*DATASET EXTRACT*
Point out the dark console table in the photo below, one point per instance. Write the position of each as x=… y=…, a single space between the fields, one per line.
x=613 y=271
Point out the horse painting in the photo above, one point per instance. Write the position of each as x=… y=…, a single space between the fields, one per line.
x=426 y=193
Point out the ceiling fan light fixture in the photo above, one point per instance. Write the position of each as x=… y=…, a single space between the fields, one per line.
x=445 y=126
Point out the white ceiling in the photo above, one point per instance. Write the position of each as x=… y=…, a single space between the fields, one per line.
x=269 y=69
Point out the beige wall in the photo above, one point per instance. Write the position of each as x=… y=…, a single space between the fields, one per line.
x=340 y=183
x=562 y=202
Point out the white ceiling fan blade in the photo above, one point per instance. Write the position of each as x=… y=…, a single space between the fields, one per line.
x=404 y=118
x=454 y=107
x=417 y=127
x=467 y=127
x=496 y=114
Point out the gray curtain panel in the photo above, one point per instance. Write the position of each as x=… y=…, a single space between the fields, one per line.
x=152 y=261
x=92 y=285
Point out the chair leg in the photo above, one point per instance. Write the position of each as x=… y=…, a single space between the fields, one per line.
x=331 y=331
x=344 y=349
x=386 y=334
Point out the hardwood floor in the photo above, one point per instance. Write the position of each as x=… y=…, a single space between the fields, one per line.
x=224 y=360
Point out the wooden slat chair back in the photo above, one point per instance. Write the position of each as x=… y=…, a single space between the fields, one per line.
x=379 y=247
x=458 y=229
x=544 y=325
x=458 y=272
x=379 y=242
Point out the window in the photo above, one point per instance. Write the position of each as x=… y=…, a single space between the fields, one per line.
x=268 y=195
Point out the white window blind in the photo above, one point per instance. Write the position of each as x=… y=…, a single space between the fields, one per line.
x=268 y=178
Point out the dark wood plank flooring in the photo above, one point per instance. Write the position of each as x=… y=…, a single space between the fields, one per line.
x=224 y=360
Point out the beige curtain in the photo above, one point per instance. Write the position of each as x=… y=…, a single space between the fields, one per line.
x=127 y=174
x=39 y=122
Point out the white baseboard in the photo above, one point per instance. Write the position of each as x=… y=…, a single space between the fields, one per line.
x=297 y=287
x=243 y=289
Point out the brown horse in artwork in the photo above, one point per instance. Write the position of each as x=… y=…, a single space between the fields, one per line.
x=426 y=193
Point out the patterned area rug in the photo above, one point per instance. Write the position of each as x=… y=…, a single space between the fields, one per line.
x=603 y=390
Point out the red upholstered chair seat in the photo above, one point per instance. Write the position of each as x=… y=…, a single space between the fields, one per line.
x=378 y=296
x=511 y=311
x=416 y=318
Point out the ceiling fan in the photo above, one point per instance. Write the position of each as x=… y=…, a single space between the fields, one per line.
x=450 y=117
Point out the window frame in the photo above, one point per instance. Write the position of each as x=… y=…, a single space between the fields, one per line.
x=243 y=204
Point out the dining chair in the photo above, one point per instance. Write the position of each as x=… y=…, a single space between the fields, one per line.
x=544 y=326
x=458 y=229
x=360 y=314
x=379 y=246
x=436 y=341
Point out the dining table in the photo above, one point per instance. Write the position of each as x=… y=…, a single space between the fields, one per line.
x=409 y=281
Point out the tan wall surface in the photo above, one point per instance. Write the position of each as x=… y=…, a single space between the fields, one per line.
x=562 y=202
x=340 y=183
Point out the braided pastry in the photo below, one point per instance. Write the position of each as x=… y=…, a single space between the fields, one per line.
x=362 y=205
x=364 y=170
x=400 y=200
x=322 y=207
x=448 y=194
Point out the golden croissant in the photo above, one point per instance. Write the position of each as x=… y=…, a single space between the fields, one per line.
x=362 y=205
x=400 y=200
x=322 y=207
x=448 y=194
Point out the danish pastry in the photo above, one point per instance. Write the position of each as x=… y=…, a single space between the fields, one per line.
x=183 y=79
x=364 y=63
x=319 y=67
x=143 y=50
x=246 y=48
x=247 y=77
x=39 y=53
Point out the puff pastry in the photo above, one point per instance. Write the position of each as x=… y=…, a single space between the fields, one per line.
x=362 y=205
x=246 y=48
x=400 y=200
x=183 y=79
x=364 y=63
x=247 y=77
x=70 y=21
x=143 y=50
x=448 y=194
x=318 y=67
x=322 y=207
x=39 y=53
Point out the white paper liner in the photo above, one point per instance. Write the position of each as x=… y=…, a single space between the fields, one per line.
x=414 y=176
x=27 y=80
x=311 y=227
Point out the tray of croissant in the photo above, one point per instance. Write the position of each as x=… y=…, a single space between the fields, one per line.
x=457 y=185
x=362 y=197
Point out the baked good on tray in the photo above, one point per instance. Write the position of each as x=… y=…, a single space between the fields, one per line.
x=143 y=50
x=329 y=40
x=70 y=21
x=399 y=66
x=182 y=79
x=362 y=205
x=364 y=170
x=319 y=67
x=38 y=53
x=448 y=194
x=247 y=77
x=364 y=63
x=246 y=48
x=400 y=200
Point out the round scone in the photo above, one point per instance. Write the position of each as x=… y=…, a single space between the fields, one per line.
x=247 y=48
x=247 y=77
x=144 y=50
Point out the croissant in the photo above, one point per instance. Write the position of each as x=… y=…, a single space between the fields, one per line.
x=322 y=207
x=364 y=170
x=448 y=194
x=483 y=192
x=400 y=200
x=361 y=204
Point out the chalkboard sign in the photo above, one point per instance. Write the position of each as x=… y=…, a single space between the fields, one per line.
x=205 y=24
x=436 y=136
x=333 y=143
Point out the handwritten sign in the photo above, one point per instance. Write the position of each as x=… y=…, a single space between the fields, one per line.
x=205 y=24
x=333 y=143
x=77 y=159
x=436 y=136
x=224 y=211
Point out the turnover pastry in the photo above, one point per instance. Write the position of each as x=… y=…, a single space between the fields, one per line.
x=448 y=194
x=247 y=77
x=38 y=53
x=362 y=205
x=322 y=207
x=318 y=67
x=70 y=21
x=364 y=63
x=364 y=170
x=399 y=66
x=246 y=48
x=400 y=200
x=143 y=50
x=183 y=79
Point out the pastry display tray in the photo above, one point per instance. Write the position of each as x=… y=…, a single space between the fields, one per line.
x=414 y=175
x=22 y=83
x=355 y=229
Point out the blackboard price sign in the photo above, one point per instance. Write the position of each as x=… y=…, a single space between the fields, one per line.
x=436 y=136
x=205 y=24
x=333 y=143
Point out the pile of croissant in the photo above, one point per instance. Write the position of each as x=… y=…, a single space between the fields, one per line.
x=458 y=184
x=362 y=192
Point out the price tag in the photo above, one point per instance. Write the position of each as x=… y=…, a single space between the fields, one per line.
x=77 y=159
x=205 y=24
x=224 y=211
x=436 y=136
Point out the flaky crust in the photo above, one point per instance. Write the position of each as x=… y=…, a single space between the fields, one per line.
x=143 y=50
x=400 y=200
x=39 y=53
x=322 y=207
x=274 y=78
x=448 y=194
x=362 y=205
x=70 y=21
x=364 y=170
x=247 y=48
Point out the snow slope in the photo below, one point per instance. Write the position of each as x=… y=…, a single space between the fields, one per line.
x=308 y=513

*PROBLEM TO WORK ON*
From the listing above, reproduce all the lines exactly.

*ANSWER FOR THE TASK*
Point out the dark console table in the photo below, one point per instance. Write the position of each as x=… y=…, a single space between the fields, one per line.
x=613 y=271
Point out the horse painting in the photo above, one point per instance. Write the position of each as x=… y=…, a single space between the fields, one per line.
x=426 y=193
Point out the ceiling fan light fixture in the photo above, one point per instance. Write the position of each as x=… y=…, a single space between the fields, one per line.
x=445 y=126
Point out the white ceiling in the photo above, one point per instance. Write the position of each as x=… y=…, a single space between the fields, one per line.
x=269 y=69
Point out the beige wall in the photo above, one point per instance. Write the position of each as x=… y=…, a single space between the fields, one per line.
x=340 y=183
x=562 y=202
Point out the white ceiling fan blade in the photo above, one point per instance. Write the position of each as x=… y=…, a single space between the fields, one per line.
x=404 y=118
x=454 y=107
x=417 y=127
x=467 y=127
x=496 y=114
Point out the gray curtain panel in the photo above, one point per instance. Write the position of each as x=… y=…, a single space between the fields, one per line.
x=152 y=261
x=92 y=285
Point out the chair leg in the photo above, one point per instance. Write the position of each as x=… y=…, a single space between the fields, one per line.
x=331 y=331
x=344 y=349
x=386 y=334
Point out the hardwood floor in the photo above, one point per instance. Write the position of each as x=… y=…, a single space between the fields, one per line.
x=224 y=360
Point out the wooden slat chair back in the photo above, one point per instance. Write the position of each as x=… y=…, a single space between the fields, one per line.
x=379 y=247
x=458 y=229
x=544 y=325
x=458 y=272
x=379 y=242
Point out the window in the photo above, one point per instance. Write the position of each as x=… y=…, a single space between the fields, one per line.
x=268 y=195
Point out the white window blind in the photo above, one point per instance. Write the position of each as x=… y=…, a single space between the fields, one per line.
x=268 y=178
Point out the dark wood plank flooring in the photo above, one point per instance. Write the position of each as x=… y=…, a single space between the fields, one per line.
x=224 y=360
Point out the beige curtain in the photo above, one point per instance. Write the position of each as x=… y=…, a single space between the fields, one per line.
x=127 y=174
x=39 y=122
Point out the white baseboard in the photo above, one point per instance. Write the position of each as x=… y=…, a single space between the fields, one per line.
x=297 y=287
x=243 y=289
Point out the brown horse in artwork in the photo above, one point per instance. Write the position of each as x=… y=…, a single space between the fields, one per line.
x=426 y=193
Point out the patterned area rug in the photo above, one point per instance. Write the position of each as x=… y=…, a single space between the fields, one per line.
x=603 y=390
Point out the red upholstered chair seat in the photo above, one point per instance. Write the position of each as x=… y=…, a single space between the fields, one per line.
x=378 y=296
x=511 y=311
x=416 y=318
Point out the ceiling fan in the photo above, one point per instance. Write the position of each as x=… y=…, a single space between the fields, one per line.
x=450 y=117
Point out the window frame in the photo above, one point per instance. Write the position of each as x=… y=…, a single space between the fields, one per line.
x=243 y=204
Point out the dining chair in the photo above, one point per instance. Write the position of each as x=… y=…, a single space between the fields, one per line.
x=544 y=326
x=458 y=229
x=360 y=314
x=379 y=246
x=436 y=341
Point out the dining table in the photo above, one point per instance. Write the position of each as x=… y=…, a single space between the fields, one per line.
x=409 y=281
Point out the tan wall surface in the photo above, one point per instance. Write the position of each as x=… y=…, a single space between the fields, one per line.
x=562 y=202
x=340 y=183
Point out the braided pastry in the photo below, one point per instance. Write the position of each as x=… y=…, a single space between the fields, one per line.
x=362 y=205
x=364 y=170
x=400 y=200
x=322 y=207
x=448 y=194
Point out the golden croissant in the photo above, one point per instance. Write the position of each as x=… y=…, a single space between the fields, one per line.
x=362 y=205
x=400 y=200
x=322 y=207
x=448 y=194
Point out the danish pastry in the photo above, one point per instance. Write the position of each as x=… y=…, a single space between the fields, one per line.
x=183 y=79
x=364 y=63
x=319 y=67
x=143 y=50
x=246 y=48
x=247 y=77
x=39 y=53
Point out the puff pastry in the photo above, one point per instance. Write the position of each as x=… y=…, a single space between the fields, one per line.
x=362 y=205
x=246 y=48
x=400 y=200
x=183 y=79
x=364 y=63
x=247 y=77
x=70 y=21
x=143 y=50
x=448 y=194
x=318 y=67
x=322 y=207
x=39 y=53
Point out the white paper liner in the photo above, one point per instance. Write the position of each as x=… y=…, a single space between the fields, one per line.
x=414 y=176
x=27 y=80
x=311 y=227
Point out the tray of croissant in the photo above, one point per instance. Write the position of each as x=… y=…, a single space between the fields, one per line.
x=457 y=185
x=362 y=197
Point out the baked good on tray in the photo above, one point per instance. Write the position of each as x=… y=…, a single space between the fields, one per line.
x=143 y=50
x=329 y=40
x=70 y=21
x=399 y=66
x=182 y=79
x=362 y=205
x=364 y=170
x=319 y=67
x=38 y=53
x=448 y=194
x=247 y=77
x=364 y=63
x=246 y=48
x=400 y=200
Point out the round scone in the photo above, one point per instance. Write the position of each as x=… y=…, a single space between the fields, one per line.
x=247 y=48
x=247 y=77
x=144 y=50
Point out the croissant in the photo above, one point per instance. Write the position of each as x=… y=…, a single space between the fields, one per line.
x=322 y=207
x=364 y=170
x=448 y=194
x=483 y=192
x=400 y=200
x=361 y=204
Point out the chalkboard sign in the photo above, one point per instance. Write the position of each as x=… y=…, a single space between the fields, one per line.
x=205 y=24
x=436 y=136
x=333 y=143
Point out the handwritten sign in the photo above, one point per instance. Write the position of each as x=… y=…, a single space between the fields, one per line.
x=205 y=24
x=333 y=143
x=77 y=159
x=436 y=136
x=224 y=211
Point out the turnover pastry in the photo above, one point per instance. Write the position of each as x=… y=…, a single space between the fields, one per line.
x=448 y=194
x=247 y=77
x=38 y=53
x=362 y=205
x=322 y=207
x=318 y=67
x=70 y=21
x=364 y=63
x=364 y=170
x=399 y=66
x=246 y=48
x=400 y=200
x=143 y=50
x=183 y=79
Point out the pastry display tray in the photo above, one point per instance. Write the position of each as x=… y=…, a single space between the fields, one per line.
x=414 y=175
x=22 y=83
x=355 y=229
Point out the blackboard price sign in the photo above, one point per instance. Write the position of each as x=… y=…, a single space between the fields, one per line.
x=436 y=136
x=205 y=24
x=333 y=143
Point out the pile of croissant in the photo above, one point per instance. Write the position of each as x=… y=…, a single space between the fields, one per line.
x=458 y=184
x=362 y=192
Point out the price tag in the photo above, one point per instance. Write the position of each as x=… y=…, a single space between the fields, one per line.
x=77 y=159
x=205 y=24
x=224 y=211
x=436 y=136
Point out the flaky crust in the photo above, one point per instance. Write the position of each as x=… y=…, a single space between the fields, one per line.
x=143 y=50
x=400 y=200
x=39 y=53
x=322 y=207
x=274 y=78
x=448 y=194
x=362 y=205
x=70 y=21
x=364 y=170
x=247 y=48
Point out the snow slope in the photo below, one point per instance. Write the position of each as x=… y=…, a single space between the fields, one per line.
x=308 y=513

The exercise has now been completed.